Records excerpted from a collection
----

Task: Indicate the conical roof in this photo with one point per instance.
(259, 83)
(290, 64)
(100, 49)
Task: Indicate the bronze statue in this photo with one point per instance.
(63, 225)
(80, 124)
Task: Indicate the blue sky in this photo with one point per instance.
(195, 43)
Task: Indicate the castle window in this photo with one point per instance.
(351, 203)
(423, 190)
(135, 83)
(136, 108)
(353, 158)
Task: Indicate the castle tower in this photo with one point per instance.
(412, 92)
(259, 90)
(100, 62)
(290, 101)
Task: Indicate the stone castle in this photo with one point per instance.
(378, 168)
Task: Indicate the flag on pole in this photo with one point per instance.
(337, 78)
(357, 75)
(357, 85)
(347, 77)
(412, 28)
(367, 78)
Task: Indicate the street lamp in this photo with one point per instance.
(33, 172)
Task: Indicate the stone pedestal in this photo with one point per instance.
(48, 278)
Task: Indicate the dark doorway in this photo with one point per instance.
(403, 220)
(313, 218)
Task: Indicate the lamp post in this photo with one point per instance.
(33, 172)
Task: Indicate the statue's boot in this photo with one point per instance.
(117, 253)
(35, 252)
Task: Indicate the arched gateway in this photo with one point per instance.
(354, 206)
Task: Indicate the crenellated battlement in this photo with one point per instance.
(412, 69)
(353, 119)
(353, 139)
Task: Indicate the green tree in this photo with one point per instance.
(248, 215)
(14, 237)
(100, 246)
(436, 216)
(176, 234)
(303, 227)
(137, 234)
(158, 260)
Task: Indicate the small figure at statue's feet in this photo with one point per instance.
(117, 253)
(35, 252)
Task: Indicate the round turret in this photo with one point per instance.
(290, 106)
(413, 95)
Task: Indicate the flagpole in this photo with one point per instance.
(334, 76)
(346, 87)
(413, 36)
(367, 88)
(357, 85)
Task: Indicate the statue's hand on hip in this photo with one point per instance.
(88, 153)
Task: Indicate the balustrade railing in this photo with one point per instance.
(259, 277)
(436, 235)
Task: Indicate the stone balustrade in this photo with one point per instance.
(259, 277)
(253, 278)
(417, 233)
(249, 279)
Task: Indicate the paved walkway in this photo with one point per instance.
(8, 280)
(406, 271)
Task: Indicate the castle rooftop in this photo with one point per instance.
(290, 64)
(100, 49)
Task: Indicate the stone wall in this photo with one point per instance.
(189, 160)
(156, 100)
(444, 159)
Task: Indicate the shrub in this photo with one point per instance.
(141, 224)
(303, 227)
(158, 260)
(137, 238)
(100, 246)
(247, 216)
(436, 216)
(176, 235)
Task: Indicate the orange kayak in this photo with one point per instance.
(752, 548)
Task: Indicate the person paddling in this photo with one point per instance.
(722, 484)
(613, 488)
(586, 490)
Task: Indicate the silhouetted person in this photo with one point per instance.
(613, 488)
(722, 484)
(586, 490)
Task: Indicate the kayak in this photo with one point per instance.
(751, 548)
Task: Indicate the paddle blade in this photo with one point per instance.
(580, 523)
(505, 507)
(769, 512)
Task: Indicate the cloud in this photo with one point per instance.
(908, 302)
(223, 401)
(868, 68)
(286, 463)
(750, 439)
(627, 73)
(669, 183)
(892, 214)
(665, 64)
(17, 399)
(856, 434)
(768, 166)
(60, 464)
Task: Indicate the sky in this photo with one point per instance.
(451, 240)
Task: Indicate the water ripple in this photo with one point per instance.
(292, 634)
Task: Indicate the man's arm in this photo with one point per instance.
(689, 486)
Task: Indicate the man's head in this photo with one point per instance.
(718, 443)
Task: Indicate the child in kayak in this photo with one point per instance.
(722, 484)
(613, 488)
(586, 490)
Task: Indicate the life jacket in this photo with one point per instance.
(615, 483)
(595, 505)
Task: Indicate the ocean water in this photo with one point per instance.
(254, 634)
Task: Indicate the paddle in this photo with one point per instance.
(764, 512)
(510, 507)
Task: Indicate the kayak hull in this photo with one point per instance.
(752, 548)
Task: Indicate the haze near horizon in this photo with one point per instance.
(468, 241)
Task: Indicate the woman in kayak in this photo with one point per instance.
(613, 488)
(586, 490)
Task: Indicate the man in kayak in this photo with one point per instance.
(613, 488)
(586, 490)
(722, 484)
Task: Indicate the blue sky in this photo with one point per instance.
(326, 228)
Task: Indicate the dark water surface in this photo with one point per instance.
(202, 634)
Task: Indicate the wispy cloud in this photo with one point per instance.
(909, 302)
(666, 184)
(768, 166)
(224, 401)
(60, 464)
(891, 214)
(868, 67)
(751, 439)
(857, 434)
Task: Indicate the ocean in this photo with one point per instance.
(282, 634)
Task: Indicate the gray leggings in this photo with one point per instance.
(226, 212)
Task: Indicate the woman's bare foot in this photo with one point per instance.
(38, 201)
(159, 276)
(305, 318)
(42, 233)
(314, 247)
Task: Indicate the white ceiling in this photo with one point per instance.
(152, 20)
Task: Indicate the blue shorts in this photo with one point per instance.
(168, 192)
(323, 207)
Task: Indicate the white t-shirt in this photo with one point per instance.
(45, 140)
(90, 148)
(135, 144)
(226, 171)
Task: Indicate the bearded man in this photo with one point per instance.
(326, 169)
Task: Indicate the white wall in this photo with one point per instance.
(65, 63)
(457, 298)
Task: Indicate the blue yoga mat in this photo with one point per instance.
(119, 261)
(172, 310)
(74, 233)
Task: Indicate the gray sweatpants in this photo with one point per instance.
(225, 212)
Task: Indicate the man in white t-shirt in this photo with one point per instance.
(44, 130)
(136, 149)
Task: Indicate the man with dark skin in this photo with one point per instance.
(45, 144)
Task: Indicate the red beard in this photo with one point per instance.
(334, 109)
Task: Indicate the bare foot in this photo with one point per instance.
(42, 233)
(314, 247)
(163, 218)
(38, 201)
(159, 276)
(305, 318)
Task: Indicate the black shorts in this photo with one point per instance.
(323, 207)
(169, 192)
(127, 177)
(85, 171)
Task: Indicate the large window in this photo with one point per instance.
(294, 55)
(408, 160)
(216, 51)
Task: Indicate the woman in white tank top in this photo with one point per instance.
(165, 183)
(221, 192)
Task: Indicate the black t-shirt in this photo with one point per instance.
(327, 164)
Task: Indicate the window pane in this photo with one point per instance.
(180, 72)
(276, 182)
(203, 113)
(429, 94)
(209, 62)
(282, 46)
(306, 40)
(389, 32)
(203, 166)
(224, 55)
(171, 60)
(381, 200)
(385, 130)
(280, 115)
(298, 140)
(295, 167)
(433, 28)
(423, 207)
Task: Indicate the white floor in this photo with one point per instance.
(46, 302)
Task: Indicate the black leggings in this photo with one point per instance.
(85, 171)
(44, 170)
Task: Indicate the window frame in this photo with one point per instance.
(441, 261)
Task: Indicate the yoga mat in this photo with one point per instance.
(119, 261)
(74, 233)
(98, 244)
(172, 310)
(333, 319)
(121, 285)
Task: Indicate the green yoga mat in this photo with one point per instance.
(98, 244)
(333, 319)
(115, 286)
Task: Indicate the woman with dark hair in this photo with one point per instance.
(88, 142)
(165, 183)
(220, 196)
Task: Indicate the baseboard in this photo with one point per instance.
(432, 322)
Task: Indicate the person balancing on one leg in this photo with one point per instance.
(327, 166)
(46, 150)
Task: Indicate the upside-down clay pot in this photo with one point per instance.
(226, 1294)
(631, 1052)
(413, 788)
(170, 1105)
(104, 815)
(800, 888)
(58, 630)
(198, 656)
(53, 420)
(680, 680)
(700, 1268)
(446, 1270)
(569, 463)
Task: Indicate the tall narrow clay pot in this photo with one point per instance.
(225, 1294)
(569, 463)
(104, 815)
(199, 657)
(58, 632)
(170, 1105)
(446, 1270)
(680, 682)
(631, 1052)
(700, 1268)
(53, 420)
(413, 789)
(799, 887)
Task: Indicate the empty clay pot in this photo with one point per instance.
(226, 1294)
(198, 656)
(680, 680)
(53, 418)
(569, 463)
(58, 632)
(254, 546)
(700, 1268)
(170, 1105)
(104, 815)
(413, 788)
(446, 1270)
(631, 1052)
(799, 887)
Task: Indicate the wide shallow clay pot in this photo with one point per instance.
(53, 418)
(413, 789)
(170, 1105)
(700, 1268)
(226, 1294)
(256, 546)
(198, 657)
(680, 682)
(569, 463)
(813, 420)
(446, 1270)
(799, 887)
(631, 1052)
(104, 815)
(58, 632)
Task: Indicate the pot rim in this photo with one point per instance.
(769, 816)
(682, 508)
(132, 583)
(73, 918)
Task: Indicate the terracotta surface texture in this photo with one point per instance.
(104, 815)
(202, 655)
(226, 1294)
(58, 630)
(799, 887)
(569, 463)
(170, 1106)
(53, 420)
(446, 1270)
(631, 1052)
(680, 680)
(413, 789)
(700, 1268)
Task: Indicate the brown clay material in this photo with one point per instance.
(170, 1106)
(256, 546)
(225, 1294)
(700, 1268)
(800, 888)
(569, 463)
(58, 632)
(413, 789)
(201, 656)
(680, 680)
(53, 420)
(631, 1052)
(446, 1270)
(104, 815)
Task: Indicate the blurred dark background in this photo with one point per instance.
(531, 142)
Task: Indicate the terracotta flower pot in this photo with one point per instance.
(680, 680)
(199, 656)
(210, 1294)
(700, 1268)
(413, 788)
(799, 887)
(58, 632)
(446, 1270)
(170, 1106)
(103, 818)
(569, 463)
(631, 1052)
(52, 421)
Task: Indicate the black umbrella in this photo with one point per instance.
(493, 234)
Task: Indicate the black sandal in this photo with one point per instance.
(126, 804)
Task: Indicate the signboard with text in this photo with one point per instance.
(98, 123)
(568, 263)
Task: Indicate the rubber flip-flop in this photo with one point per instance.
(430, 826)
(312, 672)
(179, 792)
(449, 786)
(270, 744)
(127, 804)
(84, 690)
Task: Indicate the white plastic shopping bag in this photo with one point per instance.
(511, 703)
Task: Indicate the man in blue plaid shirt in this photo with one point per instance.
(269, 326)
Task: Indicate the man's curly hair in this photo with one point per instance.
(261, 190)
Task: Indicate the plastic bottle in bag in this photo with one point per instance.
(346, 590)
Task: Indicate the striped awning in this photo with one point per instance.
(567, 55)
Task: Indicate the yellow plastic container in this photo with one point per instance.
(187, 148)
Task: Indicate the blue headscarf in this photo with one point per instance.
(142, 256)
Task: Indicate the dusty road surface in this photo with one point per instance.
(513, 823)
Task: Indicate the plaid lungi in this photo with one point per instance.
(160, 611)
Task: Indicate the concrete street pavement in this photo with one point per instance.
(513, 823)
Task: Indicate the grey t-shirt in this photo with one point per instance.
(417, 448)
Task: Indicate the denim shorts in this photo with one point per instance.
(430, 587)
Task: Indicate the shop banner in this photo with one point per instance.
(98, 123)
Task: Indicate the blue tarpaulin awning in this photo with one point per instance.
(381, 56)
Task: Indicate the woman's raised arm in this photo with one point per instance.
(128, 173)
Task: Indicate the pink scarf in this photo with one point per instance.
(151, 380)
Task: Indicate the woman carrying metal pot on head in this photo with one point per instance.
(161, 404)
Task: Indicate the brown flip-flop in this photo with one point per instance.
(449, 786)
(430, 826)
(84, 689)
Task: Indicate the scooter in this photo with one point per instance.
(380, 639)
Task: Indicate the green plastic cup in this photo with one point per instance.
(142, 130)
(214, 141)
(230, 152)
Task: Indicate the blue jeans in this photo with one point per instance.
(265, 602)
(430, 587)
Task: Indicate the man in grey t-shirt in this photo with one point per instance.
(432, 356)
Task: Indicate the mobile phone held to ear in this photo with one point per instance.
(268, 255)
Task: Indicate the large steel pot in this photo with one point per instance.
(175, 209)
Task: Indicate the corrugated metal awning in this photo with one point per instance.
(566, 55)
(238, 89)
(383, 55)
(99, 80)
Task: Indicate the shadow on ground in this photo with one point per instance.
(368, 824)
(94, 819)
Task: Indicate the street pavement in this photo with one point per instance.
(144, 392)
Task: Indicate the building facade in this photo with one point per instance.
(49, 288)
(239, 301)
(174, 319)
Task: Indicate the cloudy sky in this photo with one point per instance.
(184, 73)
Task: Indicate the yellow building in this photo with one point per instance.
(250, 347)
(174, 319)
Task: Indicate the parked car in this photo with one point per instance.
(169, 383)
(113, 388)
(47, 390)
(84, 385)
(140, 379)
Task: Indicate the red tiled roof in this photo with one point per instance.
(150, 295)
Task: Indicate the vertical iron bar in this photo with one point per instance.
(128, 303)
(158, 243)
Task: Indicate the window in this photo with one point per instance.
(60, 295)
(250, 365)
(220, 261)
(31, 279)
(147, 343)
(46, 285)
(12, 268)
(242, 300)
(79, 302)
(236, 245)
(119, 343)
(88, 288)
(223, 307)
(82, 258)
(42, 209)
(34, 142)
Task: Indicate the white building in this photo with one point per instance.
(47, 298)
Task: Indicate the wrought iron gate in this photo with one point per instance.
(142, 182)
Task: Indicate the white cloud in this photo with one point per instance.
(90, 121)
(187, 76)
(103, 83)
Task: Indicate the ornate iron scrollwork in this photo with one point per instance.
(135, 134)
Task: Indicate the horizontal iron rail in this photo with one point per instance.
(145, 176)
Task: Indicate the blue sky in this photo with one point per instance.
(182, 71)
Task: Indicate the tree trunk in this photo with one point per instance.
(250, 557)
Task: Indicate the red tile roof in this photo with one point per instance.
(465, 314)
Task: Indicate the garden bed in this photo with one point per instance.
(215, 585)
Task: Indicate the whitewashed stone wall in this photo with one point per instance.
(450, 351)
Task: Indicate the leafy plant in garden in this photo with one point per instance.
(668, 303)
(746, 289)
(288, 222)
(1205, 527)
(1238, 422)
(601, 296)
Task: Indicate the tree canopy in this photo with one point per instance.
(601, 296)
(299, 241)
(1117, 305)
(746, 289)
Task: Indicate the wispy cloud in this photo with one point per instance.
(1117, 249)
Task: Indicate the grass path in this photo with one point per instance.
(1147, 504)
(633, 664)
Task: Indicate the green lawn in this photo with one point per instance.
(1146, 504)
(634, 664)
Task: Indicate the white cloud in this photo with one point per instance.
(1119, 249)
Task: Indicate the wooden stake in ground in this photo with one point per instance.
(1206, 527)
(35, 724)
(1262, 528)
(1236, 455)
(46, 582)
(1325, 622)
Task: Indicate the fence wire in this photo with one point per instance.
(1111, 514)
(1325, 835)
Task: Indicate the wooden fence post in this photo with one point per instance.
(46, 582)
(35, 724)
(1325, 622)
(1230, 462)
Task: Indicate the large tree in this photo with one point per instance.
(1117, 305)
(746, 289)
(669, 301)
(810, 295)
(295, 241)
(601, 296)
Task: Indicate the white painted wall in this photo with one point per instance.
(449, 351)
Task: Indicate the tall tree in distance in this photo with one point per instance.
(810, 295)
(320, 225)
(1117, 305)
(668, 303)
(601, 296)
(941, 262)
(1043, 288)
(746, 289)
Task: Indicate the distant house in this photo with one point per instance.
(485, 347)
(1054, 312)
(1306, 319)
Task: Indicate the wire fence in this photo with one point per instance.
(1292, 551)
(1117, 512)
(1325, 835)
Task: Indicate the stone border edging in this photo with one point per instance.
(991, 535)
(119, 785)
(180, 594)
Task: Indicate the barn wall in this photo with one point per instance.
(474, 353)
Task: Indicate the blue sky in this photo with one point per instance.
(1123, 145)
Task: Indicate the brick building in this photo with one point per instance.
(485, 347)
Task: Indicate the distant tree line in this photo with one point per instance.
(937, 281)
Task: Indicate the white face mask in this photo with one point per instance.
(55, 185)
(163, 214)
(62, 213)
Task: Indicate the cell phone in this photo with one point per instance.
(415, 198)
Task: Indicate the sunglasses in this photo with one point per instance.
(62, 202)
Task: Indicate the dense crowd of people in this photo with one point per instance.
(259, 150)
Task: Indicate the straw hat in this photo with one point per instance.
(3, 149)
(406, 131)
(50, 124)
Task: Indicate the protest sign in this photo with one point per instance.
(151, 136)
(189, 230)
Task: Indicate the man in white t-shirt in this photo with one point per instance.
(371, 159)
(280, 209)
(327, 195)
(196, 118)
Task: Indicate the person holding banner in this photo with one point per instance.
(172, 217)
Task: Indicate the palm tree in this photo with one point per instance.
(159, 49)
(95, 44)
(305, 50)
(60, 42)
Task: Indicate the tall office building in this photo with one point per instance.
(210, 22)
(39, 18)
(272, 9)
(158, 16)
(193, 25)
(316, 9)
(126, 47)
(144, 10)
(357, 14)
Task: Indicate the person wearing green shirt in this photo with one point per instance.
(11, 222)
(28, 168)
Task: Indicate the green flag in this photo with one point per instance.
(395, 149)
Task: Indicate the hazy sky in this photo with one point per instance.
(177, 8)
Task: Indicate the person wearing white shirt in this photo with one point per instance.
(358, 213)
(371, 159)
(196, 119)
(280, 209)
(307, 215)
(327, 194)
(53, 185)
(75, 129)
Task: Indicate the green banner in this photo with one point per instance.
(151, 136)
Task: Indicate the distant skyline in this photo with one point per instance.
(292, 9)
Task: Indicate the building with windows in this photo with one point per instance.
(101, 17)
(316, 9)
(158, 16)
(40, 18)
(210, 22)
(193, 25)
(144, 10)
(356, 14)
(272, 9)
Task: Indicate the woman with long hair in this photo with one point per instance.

----

Reproduce the lines of the entries above exactly, but only from the line containing "Task: Indicate the green banner" through the final line.

TASK SOLUTION ▸
Task: Indicate the green banner in this photo with one point per instance.
(151, 136)
Task: Indicate the distant skyline in this photo with one point per instance.
(292, 9)
Task: Indicate the building with windows in this photo with one point per instance.
(101, 17)
(316, 9)
(158, 16)
(40, 18)
(210, 22)
(193, 25)
(144, 10)
(356, 14)
(272, 9)
Task: Indicate the woman with long hair in this photo with one point per instance.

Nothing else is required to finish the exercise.